Nonparametric Methods

Kernel density estimation: \[\hat{f}(x) = \frac{1}{nh}\sum_{i=1}^n K\!\left(\frac{X_i - x}{h}\right)\]

Bandwidth $h$ controls the bias-variance tradeoff:

Larger $h$: smoother, more bias, less variance
Smaller $h$: rougher, less bias, more variance

Asymptotic bias $\approx \frac{1}{2}f''(x)h^2$. Bias is positive where $f''(x) > 0$ (density is convex) and negative where $f''(x) < 0$ (density is concave).

Optimal bandwidth: $h_0 \propto n^{-1/5}$. Density estimator converges at rate $n^{-2/5}$, slower than parametric $n^{-1/2}$.

Kernel regression (Nadaraya-Watson): \[\hat{m}_{NW}(x) = \frac{\sum_i K\!\left(\frac{X_i-x}{h}\right)Y_i}{\sum_i K\!\left(\frac{X_i-x}{h}\right)}\]

Local linear (LL) estimator is preferred: it corrects for boundary bias and the additional bias term $f'(x)m'(x)/f(x)$ that affects NW. Both have the same asymptotic variance.

* WHAT NEEDS TO BE DONE *
Reproduce, word for word, the portion of the nonparametric methods passage starting with "Asymptotic bias $\approx" and going on through "same asymptotic variance.".

* DATA ENTRIES *
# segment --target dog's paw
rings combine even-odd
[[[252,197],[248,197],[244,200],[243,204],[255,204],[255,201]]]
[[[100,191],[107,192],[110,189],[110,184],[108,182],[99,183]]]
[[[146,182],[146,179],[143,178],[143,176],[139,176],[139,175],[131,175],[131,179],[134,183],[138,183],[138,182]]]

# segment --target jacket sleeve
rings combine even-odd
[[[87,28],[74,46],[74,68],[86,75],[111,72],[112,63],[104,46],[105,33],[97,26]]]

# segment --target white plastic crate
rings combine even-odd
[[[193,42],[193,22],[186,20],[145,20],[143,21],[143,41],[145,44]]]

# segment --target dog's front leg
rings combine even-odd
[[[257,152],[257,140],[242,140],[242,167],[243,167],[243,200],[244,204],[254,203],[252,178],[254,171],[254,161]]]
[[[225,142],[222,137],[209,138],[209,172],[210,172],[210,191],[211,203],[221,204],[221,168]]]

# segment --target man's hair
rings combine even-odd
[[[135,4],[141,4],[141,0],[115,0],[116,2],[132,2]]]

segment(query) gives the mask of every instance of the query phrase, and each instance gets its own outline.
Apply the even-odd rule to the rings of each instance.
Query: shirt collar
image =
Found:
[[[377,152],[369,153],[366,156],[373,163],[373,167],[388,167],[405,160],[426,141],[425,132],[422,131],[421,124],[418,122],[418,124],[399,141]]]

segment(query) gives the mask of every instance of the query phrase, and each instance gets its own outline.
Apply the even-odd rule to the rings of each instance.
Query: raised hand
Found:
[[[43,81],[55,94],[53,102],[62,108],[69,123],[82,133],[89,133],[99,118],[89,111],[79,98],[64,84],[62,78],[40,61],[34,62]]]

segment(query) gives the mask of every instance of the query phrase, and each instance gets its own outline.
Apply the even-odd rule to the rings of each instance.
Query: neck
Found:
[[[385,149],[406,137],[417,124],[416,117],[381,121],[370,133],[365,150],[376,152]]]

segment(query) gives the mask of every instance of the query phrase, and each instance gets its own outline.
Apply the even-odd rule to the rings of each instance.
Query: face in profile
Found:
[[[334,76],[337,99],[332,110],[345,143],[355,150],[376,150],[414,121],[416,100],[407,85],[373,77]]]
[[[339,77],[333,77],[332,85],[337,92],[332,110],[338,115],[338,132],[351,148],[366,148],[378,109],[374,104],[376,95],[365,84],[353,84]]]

* REPLY TO THE EXERCISE *
Asymptotic bias $\approx \frac{1}{2}f''(x)h^2$. Bias is positive where $f''(x) > 0$ (density is convex) and negative where $f''(x) < 0$ (density is concave).

Optimal bandwidth: $h_0 \propto n^{-1/5}$. Density estimator converges at rate $n^{-2/5}$, slower than parametric $n^{-1/2}$.

Kernel regression (Nadaraya-Watson): \[\hat{m}_{NW}(x) = \frac{\sum_i K\!\left(\frac{X_i-x}{h}\right)Y_i}{\sum_i K\!\left(\frac{X_i-x}{h}\right)}\]

Local linear (LL) estimator is preferred: it corrects for boundary bias and the additional bias term $f'(x)m'(x)/f(x)$ that affects NW. Both have the same asymptotic variance.